— Desafio —
Segundo o texto sobre o incêndio na Cidade do Cabo, quantos filmes africanos fazem parte da coleção da Biblioteca Jagger?

-------- Texto fornecido

SOCIEDADE

Dois séculos de história e literatura queimados na Cidade do Cabo

por Noor Mahtani / El País*

No domingo, 18, um incêndio que começou na no sopé da Table Mountain, na África do Sul, ficou fora de controle e, impulsionado por fortes ventos, atingiu o campus da Universidade da Cidade do Cabo. O incêndio arrasou a Biblioteca Jagger, que abriga uma coleção de obras africanas única no mundo. Entre elas, milhares de manuscritos e mapas, estudos da época do ‘apartheid’, teses de doutorado e pinturas indígenas da flora e fauna do século XIX.

São mais de 65.000 volumes, 26.000 folhetos e cartazes, 3.000 filmes africanos, 20.000 peças audiovisuais, milhares de manuscritos e até arquivos sonoros… Grande parte da coleção da Biblioteca Jagger, no coração da Universidade da Cidade do Cabo (UCT), na África do Sul, foi reduzida a cinzas e outra grande seleção ficou danificada e em risco pelo incêndio florestal ocorrido no fim de semana em Table Mountain, a área montanhosa do parque nacional homônimo.

----------------
-------- Informações fornecidas

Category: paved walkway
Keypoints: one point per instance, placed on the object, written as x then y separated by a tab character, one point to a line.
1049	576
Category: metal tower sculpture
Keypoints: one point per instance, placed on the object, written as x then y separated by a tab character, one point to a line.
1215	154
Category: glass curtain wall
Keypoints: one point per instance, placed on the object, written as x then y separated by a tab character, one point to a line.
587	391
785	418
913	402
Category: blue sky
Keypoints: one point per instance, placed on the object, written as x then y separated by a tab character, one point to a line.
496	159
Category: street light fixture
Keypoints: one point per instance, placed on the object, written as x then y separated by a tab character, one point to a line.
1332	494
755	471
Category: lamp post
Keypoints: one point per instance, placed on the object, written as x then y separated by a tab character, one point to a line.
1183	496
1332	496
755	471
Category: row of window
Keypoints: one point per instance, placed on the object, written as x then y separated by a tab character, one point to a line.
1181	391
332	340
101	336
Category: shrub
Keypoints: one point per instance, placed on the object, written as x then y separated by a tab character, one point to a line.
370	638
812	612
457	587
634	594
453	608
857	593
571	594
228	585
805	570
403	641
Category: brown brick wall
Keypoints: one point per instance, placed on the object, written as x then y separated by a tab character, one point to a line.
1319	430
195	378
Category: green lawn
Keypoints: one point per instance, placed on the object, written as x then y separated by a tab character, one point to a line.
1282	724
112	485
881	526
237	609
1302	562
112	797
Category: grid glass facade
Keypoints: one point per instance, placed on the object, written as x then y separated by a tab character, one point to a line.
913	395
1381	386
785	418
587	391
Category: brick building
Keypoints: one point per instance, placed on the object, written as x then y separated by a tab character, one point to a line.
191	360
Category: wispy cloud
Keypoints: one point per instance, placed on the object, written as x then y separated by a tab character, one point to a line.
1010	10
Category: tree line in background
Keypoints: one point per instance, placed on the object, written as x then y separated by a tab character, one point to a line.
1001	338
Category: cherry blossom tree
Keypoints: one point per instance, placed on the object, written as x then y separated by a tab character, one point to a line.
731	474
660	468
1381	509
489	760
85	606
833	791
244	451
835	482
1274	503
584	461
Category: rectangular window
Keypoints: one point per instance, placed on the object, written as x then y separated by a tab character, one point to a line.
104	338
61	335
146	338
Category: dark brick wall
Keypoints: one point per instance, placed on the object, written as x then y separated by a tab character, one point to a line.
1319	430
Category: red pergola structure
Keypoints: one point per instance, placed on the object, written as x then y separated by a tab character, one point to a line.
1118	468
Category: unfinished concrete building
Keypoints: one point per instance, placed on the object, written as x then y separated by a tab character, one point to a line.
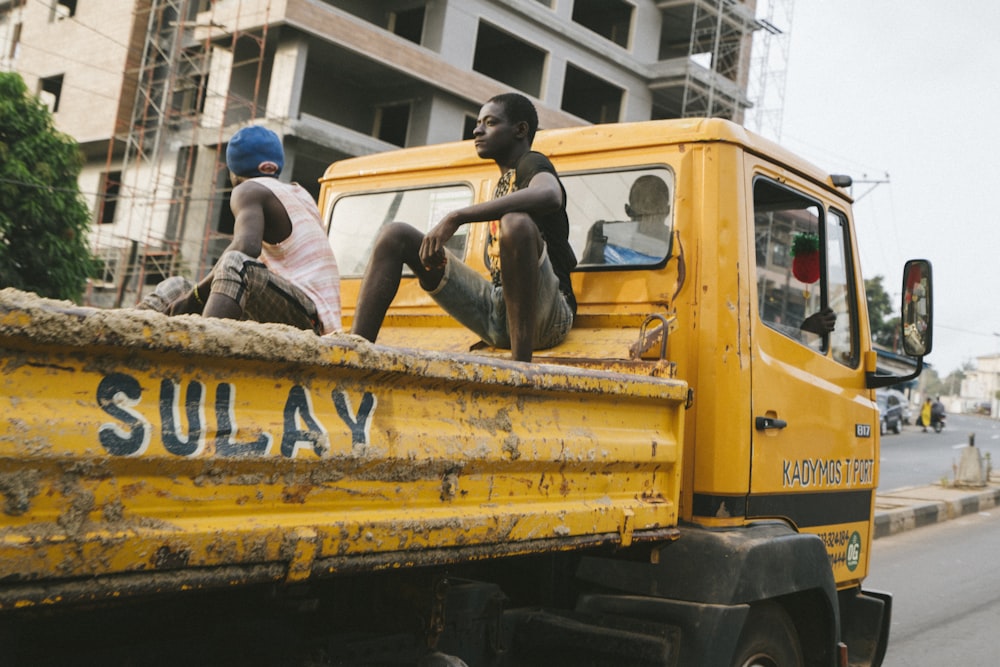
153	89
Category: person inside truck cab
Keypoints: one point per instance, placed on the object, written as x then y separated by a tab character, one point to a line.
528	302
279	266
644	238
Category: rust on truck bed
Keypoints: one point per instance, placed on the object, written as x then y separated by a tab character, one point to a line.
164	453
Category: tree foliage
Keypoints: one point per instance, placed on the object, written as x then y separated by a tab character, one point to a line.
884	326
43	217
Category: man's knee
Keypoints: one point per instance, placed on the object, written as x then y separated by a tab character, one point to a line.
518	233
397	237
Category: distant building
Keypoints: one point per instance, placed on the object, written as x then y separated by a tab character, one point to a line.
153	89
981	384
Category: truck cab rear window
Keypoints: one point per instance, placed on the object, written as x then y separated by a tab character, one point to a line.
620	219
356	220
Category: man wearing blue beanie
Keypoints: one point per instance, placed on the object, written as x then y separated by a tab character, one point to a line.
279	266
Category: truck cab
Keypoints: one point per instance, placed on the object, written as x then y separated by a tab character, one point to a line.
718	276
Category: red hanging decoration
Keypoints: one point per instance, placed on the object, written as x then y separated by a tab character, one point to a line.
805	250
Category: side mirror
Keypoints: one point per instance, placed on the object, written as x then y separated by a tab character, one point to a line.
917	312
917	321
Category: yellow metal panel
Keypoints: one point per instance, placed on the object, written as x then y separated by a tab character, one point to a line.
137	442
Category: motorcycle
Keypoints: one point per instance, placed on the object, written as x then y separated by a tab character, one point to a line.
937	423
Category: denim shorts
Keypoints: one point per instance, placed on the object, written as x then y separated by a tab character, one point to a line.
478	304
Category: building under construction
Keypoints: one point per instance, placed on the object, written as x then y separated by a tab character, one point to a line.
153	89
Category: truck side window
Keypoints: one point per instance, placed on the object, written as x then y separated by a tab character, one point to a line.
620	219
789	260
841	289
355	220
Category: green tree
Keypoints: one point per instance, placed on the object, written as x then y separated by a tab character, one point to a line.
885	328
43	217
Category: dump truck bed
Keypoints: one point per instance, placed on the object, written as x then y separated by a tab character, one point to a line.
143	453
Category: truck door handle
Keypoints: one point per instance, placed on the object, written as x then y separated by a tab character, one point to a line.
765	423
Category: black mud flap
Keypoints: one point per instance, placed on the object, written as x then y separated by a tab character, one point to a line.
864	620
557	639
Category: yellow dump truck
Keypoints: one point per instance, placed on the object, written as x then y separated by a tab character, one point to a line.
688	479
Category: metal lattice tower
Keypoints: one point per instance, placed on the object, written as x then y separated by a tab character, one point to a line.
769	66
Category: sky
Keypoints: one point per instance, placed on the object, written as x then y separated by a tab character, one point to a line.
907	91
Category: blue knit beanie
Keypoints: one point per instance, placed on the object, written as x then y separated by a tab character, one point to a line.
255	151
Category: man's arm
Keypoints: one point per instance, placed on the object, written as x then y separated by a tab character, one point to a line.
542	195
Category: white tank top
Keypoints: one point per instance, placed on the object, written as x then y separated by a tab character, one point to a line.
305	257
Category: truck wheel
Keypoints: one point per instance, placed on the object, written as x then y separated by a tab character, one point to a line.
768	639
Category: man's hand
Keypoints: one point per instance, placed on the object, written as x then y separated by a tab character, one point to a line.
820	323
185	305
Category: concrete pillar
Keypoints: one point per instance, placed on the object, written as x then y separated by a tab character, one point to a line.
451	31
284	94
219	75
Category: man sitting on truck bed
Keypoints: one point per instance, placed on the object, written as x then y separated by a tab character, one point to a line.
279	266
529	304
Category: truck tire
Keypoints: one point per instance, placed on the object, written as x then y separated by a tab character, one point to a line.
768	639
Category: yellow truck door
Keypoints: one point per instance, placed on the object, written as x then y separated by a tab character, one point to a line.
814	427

----------------

— Resolução do exercício —
A coleção inclui 3.000 filmes africanos.